══ Fragmento mostrado

UN LIBRO Y CIERTA HISTORIA

por

Roger Vilain

-Roger Vilain-
Twitter: @rvilain1

    De niño leí El olor de la guayaba. Lo entendí poco pero recuerdo que acabé sus páginas y algo saqué. Después, ya en la adolescencia, tuve la certeza de que sería un buen título de libro, uno mío que quizás escribiría en el futuro. Entonces cierta desazón entró de lleno en mí, pues ya el título había sido utilizado. De alguna extraña manera Plinio Apuleyo Mendoza, jaja, me había plagiado el nombre.

    Toda mi infancia, hasta la primera adultez, huele a guayaba. Sabe a guayaba. Guarda remembranzas al punto de que a veces, cuando noto el árbol ahí, cercano, voy hasta él y cojo una o dos hojas, las arrugo entre las manos y las llevo directo a la nariz. El caudal de imágenes y sensaciones hace de las suyas, irrumpe con fuerza de inmediato. Piano que cae desde un séptimo piso mientras abajo camino tan tranquilo.

════
══ Datos proporcionados

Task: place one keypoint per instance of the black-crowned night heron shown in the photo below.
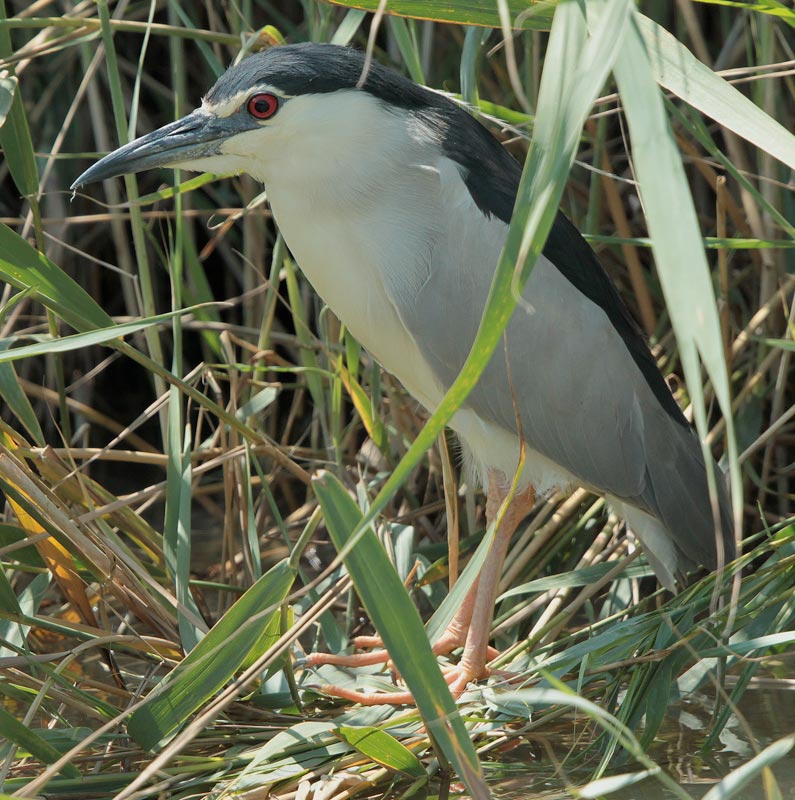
(395, 203)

════

Responde con datos del fragmento mostrado sobre la guayaba:
1. ¿Qué libro leyó en la niñez quien narra?
2. ¿Quién había utilizado ya ese título?
3. ¿Qué hace quien narra con las hojas cuando nota el árbol cerca?
Este material procede de otra fuente.

1. El olor de la guayaba.
2. Plinio Apuleyo Mendoza.
3. Coge una o dos hojas, las arruga entre las manos y las lleva directo a la nariz.